### EXERCICE:
Combien de lignes des entrées ci-dessous contiennent la chaîne « road » ? Donnez uniquement ce nombre.

### DONNÉES ENREGISTRÉES:
★ ★ ★ ★
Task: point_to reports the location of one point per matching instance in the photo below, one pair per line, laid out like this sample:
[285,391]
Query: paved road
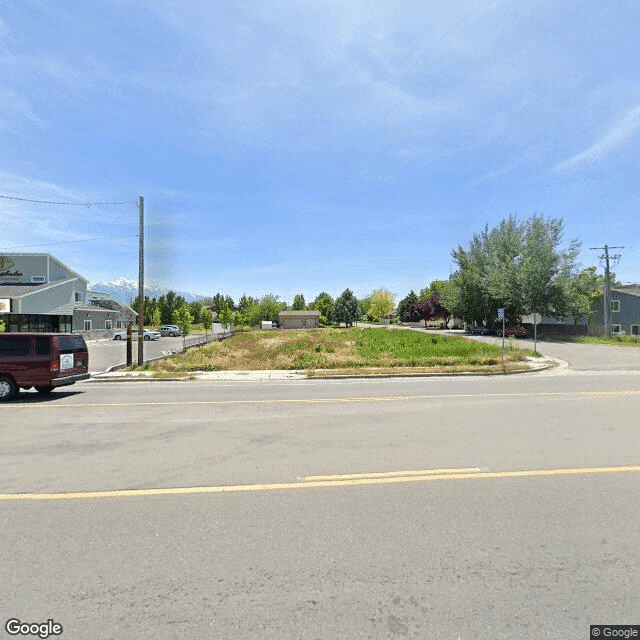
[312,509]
★ ★ ★ ★
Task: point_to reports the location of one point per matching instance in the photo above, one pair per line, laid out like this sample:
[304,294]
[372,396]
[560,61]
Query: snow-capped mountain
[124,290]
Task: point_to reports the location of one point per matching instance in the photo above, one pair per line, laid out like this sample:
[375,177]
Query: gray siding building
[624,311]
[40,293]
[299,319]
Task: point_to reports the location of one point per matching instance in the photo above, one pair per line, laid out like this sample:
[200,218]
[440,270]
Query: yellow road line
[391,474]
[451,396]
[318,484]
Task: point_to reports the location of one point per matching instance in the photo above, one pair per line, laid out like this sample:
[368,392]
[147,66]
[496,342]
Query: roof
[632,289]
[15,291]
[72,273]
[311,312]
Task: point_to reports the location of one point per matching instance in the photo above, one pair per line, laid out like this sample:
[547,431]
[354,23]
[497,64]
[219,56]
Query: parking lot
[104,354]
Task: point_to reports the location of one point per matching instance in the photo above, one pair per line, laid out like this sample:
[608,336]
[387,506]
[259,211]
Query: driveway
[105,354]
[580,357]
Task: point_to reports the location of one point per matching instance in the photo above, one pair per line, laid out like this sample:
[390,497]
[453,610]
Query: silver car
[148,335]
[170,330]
★ ★ ★ ★
### RÉPONSE COMPLÈTE:
2